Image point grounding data
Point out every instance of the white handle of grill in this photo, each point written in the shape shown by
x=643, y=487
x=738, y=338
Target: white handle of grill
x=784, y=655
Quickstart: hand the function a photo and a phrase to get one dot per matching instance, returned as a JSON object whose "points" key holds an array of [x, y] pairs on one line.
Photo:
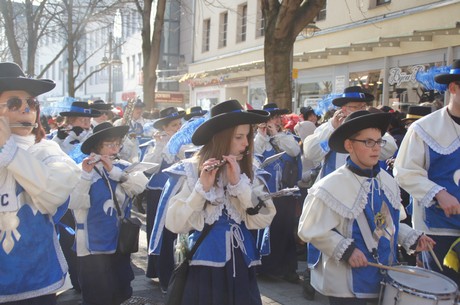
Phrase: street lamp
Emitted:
{"points": [[110, 59], [310, 30]]}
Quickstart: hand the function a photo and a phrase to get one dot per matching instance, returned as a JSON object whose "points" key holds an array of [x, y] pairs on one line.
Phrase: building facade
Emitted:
{"points": [[377, 44]]}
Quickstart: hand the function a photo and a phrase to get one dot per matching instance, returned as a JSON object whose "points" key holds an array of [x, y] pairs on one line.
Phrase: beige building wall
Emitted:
{"points": [[354, 35]]}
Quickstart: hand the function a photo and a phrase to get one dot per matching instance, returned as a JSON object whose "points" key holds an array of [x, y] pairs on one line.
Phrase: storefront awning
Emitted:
{"points": [[369, 46]]}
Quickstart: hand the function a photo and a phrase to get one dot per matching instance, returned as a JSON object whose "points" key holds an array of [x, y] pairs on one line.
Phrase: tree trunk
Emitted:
{"points": [[284, 20], [8, 18], [151, 49], [278, 75]]}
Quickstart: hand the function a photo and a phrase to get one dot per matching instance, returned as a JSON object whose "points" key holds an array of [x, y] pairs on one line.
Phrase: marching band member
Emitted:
{"points": [[161, 264], [105, 110], [270, 140], [353, 215], [219, 187], [77, 126], [427, 167], [36, 179], [104, 274]]}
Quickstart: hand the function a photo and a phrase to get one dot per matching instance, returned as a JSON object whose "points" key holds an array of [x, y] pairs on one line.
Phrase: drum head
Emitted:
{"points": [[429, 282]]}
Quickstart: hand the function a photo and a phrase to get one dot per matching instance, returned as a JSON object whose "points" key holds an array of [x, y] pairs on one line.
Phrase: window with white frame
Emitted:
{"points": [[206, 34], [377, 3], [242, 12], [223, 23]]}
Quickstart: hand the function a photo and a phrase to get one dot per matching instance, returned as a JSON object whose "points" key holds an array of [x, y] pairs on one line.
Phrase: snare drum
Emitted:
{"points": [[426, 289]]}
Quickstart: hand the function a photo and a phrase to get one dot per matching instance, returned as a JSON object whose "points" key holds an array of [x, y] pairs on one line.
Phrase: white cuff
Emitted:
{"points": [[7, 152]]}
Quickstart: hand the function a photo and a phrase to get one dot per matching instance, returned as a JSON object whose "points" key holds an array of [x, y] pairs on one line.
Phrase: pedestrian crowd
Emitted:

WHAT YOU ARE ASKED TO DO >>
Without including any picture, set down every line above exactly as it stands.

EXERCISE RESPONSE >>
Point out every instance of the white handle of grill in this photo, each point written in the shape shown by
x=643, y=487
x=738, y=338
Target: white handle of grill
x=784, y=655
Quickstart: hand the function a photo and a phrase to get one dot per matching instance, returned as a JSON object whose "points" key holds an array of [x, y] pairs on one line.
Photo:
Phrase: street lamp
Emitted:
{"points": [[110, 59], [310, 30]]}
Quickstart: hand the function a photo and a phrase to get one dot per matching instance, returned as a JSON object whose "points" key holds an array of [x, y] pairs on one line.
Phrase: building facade
Emitted:
{"points": [[377, 44]]}
Quickstart: hand the function a photo and a phrase to get one dot per matching instance, returned as a JSON object whose "points" key holds an array of [x, y] pairs on one line.
Phrase: beige building wall
Emitted:
{"points": [[354, 35]]}
Quickstart: hand the function a photo and a phrase to get one dot per matching instance, returned as a JSON object whose "points" key holds an array of [x, y] pairs on one line.
Phrase: storefront awning
Emitted:
{"points": [[369, 46]]}
Quickstart: hand the function a photo and a phrase to get one dot per matching instance, returned as a JSON object whose "points" key holds an array of [x, y] pairs on one line.
Phrase: tree trunk
Emitted:
{"points": [[284, 20], [8, 18], [151, 49], [278, 75]]}
Quickstart: hand the function a photo and a phrase to get one dot per matching instance, returned as a JSON object whose "points" key holds an array of [x, y] pairs on one line.
Phrase: marching band member
Emitted:
{"points": [[161, 264], [105, 110], [270, 140], [353, 215], [219, 187], [77, 126], [427, 167], [36, 179], [104, 274]]}
Quickstart: hand the function a photo and a phrase to get one dot per matching instance, returned as a JSON object whose "points" key holds an array of [x, y] pairs on one line.
Phrase: drum head
Emitted:
{"points": [[429, 282]]}
Quickstart: hand the function a photo and a phrase to get one dot per matching instance, returned as a JSON object whose "points" key holds an array of [x, y] pairs on one line.
Phrase: window with white frame
Emitted:
{"points": [[206, 34], [377, 3], [242, 12], [223, 23]]}
Quickstart: hand the function a photo and a phrase to get one dot per matching instance, returned as a JSON object whose "points" key holds an array of [x, y] pairs on one line.
Phrase: snare drum
Emitted:
{"points": [[426, 289]]}
Quickstart: hand the function a photo and a phrase to get one dot per matching instance, returned as a JSON object whose "points" key holds an array of [x, y] pairs on one line.
Phrase: white cuff
Emitted:
{"points": [[7, 152]]}
Quickstart: hand the function a photo and a phrase to get one dot per matching instance, returned as a JSON object whose "points" key holds an array of [x, y] pairs on one line.
Phrase: pedestrian crowd
Emitted:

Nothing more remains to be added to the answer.